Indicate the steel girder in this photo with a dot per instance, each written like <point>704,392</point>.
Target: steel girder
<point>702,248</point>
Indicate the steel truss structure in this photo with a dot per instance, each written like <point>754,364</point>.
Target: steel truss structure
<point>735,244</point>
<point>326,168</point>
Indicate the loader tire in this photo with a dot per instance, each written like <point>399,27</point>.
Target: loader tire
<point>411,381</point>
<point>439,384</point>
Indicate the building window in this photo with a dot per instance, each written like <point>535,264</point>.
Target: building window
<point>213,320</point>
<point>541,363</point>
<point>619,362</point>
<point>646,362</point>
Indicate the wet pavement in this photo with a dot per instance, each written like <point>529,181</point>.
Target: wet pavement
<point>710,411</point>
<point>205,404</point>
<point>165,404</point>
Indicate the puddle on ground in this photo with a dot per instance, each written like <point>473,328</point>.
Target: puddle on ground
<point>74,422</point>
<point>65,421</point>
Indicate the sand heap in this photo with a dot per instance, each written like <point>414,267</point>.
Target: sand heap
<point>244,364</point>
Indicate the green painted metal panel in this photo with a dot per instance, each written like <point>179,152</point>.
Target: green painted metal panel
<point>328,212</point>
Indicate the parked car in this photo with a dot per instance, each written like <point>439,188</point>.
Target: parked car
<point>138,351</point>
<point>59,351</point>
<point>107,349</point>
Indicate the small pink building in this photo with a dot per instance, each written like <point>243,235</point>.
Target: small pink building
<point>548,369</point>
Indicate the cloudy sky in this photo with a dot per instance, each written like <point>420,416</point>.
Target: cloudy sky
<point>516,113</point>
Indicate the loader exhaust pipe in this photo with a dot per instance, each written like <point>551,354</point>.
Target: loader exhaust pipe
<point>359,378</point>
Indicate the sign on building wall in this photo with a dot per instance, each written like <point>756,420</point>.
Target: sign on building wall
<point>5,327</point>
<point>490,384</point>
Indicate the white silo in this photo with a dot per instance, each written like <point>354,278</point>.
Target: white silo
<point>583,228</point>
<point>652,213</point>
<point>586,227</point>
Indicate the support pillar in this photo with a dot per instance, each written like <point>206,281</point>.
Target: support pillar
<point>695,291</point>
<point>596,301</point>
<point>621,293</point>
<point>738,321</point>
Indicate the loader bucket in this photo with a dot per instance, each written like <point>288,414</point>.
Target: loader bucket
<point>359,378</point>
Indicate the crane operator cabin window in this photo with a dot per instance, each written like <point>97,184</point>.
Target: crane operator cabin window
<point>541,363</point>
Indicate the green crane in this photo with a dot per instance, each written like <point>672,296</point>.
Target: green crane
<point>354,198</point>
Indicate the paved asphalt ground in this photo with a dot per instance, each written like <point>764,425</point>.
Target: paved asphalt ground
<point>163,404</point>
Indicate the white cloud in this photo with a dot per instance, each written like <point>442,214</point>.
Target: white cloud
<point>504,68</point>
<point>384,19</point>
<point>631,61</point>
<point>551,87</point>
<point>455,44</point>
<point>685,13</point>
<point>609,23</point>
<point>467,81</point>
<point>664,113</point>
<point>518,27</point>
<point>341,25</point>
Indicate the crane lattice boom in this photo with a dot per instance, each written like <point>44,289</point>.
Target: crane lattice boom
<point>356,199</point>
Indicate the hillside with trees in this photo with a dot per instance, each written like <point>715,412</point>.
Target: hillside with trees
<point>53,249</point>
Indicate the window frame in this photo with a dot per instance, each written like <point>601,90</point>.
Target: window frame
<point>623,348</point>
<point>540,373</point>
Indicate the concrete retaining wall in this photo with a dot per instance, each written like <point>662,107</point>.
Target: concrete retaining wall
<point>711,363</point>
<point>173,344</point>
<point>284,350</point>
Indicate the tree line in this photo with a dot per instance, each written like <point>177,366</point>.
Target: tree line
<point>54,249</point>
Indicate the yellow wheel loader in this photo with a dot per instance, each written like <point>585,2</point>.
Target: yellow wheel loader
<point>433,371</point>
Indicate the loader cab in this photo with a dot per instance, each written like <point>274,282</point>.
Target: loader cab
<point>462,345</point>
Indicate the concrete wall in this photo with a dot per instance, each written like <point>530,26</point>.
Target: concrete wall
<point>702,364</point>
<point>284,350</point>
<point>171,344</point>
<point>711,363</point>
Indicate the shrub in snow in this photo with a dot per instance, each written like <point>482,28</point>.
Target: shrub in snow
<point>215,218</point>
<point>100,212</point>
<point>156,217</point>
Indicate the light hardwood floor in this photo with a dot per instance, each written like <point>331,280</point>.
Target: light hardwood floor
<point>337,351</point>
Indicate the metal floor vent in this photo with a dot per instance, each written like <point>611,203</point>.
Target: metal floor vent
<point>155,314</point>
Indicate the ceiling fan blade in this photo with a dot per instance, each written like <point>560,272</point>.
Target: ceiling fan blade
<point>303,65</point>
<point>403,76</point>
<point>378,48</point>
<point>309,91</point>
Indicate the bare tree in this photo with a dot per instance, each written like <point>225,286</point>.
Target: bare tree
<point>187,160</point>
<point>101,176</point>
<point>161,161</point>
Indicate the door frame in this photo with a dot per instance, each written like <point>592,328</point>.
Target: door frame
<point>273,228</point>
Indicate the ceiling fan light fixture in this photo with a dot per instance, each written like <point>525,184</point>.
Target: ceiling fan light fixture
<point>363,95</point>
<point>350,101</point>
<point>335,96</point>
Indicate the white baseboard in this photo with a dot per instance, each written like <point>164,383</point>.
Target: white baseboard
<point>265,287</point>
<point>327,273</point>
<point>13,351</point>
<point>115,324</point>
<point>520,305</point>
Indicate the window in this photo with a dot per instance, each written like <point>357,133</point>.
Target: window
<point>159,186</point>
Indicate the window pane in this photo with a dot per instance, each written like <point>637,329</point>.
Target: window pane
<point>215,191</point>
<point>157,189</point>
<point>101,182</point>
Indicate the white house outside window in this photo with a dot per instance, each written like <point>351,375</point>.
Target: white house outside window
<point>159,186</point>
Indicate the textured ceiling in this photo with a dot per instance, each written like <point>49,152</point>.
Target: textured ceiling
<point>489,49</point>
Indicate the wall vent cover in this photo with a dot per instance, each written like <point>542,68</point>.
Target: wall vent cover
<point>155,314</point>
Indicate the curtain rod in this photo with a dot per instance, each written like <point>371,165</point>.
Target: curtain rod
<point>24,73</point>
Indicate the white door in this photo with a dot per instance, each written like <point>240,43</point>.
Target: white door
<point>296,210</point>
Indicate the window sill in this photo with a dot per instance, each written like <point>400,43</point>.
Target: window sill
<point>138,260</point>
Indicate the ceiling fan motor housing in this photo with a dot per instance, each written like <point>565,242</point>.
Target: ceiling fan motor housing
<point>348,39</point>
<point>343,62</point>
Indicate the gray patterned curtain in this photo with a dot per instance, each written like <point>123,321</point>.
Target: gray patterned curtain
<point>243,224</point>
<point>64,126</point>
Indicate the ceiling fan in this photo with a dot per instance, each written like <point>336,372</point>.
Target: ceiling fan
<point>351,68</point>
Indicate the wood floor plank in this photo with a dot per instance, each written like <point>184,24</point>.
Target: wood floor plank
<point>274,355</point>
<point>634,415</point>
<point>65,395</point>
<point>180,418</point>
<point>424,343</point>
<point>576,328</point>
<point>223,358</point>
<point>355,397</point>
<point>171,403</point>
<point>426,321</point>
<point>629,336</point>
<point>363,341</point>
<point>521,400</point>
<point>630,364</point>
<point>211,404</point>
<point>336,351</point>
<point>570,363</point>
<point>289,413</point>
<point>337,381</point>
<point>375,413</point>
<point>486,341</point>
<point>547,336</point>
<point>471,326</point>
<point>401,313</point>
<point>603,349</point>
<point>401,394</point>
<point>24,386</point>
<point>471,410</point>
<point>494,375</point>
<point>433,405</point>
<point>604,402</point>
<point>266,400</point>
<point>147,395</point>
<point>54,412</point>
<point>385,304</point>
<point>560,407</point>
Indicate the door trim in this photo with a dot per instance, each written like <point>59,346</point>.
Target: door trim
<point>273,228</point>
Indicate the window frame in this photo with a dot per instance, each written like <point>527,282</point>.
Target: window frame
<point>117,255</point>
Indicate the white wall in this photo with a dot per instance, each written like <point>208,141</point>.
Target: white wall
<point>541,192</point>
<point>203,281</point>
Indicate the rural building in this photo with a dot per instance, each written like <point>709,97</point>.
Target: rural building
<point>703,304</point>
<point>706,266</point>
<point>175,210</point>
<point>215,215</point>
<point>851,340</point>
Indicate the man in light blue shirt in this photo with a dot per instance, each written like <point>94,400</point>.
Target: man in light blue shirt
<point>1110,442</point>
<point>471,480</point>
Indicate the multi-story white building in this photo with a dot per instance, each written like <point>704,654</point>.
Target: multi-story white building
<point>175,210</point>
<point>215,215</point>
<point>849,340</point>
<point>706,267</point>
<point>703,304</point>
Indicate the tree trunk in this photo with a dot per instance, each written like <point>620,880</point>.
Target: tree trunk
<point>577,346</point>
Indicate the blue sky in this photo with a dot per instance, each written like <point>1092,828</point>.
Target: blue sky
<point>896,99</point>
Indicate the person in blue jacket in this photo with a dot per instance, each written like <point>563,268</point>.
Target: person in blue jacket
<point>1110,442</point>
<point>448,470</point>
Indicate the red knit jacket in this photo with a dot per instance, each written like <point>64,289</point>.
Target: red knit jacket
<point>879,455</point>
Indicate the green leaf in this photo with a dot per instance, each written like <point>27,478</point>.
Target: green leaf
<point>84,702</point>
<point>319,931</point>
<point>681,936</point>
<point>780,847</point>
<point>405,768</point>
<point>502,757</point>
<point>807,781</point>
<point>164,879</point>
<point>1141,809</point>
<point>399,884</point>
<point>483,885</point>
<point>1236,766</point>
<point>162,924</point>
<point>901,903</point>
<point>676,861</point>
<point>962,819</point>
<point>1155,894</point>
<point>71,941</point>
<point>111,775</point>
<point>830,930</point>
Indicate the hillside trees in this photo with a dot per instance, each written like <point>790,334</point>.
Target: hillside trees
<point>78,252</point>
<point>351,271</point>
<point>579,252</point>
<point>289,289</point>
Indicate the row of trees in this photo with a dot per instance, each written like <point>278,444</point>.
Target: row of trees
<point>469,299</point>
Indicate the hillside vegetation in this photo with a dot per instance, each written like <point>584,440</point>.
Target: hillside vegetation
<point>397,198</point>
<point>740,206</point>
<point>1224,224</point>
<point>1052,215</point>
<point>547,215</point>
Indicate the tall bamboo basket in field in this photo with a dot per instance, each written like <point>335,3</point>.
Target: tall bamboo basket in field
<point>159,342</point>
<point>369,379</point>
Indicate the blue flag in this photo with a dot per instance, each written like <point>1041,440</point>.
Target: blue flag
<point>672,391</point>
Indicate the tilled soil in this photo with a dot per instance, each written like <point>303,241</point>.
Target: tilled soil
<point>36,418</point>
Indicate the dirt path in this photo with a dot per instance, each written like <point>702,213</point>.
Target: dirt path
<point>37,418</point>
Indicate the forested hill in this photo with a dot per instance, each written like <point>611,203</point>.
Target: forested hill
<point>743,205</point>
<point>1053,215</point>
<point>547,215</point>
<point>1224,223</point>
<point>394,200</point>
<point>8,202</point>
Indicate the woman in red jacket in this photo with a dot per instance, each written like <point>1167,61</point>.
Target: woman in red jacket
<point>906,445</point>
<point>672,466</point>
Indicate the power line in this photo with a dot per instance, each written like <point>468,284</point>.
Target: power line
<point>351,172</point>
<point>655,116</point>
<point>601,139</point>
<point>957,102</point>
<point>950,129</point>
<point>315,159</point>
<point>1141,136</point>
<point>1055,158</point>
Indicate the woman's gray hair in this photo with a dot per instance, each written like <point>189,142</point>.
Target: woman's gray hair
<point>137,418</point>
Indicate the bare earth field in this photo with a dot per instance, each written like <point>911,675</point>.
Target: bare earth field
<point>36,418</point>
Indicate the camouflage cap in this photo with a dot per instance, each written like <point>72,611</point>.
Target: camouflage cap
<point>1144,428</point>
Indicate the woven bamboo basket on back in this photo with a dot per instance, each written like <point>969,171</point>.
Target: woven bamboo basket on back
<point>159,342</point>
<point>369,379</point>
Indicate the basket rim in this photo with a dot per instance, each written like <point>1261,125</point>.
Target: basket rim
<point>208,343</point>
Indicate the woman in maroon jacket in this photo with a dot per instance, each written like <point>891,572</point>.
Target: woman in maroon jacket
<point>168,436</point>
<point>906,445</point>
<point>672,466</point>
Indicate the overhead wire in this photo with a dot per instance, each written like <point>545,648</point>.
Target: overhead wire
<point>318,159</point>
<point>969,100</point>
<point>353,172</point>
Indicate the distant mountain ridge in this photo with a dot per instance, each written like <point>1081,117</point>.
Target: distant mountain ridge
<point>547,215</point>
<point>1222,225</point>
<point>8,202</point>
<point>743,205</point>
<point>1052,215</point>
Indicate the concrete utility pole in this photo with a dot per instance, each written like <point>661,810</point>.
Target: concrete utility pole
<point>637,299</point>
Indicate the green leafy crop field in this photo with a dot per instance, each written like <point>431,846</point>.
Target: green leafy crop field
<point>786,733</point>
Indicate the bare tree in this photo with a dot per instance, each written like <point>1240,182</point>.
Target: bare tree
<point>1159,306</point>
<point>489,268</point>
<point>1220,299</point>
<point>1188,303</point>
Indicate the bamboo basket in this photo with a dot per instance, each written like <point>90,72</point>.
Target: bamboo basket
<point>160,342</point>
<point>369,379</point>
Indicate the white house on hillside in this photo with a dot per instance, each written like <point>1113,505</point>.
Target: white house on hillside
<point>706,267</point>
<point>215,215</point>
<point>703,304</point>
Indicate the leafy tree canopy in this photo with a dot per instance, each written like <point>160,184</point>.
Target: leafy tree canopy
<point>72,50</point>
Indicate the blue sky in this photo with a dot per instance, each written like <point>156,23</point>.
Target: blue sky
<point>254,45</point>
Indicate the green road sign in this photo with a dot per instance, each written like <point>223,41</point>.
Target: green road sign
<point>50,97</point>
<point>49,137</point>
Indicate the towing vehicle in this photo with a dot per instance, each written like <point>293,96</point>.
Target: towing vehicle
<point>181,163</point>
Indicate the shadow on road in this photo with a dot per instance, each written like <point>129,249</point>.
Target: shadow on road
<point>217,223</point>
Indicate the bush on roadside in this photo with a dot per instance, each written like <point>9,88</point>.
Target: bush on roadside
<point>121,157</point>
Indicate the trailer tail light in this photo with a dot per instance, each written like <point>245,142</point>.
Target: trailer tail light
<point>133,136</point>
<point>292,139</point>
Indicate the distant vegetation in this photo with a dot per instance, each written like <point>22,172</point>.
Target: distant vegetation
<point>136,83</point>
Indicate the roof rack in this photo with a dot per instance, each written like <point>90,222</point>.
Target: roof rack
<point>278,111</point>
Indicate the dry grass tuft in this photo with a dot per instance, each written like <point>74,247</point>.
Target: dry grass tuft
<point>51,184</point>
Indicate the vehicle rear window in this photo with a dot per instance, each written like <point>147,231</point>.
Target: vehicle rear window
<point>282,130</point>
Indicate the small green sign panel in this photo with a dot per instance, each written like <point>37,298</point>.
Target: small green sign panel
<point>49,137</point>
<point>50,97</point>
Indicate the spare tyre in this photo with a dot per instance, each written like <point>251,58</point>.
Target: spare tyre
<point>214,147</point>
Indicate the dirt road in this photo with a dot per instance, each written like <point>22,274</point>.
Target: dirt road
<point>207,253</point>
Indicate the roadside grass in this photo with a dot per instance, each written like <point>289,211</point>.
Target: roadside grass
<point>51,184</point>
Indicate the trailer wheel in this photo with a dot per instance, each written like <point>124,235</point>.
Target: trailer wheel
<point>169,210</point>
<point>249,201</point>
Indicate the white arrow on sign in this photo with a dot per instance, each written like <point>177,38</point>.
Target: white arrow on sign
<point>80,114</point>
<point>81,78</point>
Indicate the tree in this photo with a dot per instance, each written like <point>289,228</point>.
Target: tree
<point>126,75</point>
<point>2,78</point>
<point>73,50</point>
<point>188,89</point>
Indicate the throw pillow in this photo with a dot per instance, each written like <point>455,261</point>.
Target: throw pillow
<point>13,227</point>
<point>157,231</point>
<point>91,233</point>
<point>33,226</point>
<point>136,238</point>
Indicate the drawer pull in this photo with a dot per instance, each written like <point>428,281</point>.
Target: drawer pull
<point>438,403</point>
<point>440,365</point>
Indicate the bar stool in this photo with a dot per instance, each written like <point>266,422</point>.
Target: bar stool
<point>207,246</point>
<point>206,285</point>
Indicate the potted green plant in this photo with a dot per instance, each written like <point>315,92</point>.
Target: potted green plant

● **Required action**
Return, unchanged, the run of lines above that opens with the line containing "Indicate the white silo" and closes with the line containing "Indicate the white cloud". Include both.

● **Completed exercise**
Indicate the white silo in this photo with a dot per instance, each written like <point>354,278</point>.
Target: white silo
<point>583,228</point>
<point>652,213</point>
<point>586,227</point>
Indicate the support pillar in this photo with a dot per instance, each written like <point>206,281</point>.
Target: support pillar
<point>695,291</point>
<point>596,301</point>
<point>621,293</point>
<point>738,321</point>
Indicate the loader bucket in this photo with a dot per instance, each written like <point>288,414</point>.
Target: loader bucket
<point>359,378</point>
Indicate the crane operator cabin window in this photo with a dot per instance, each written like <point>97,184</point>.
Target: crane operator cabin window
<point>541,363</point>
Indicate the green crane in this photo with a dot per instance, each written like <point>672,296</point>.
Target: green crane
<point>354,198</point>
Indicate the paved asphalt ground in this photo with a dot per instance, each written like <point>764,425</point>.
Target: paved asphalt ground
<point>163,404</point>
Indicate the white cloud in this photo with a dot per instance, each written like <point>442,214</point>.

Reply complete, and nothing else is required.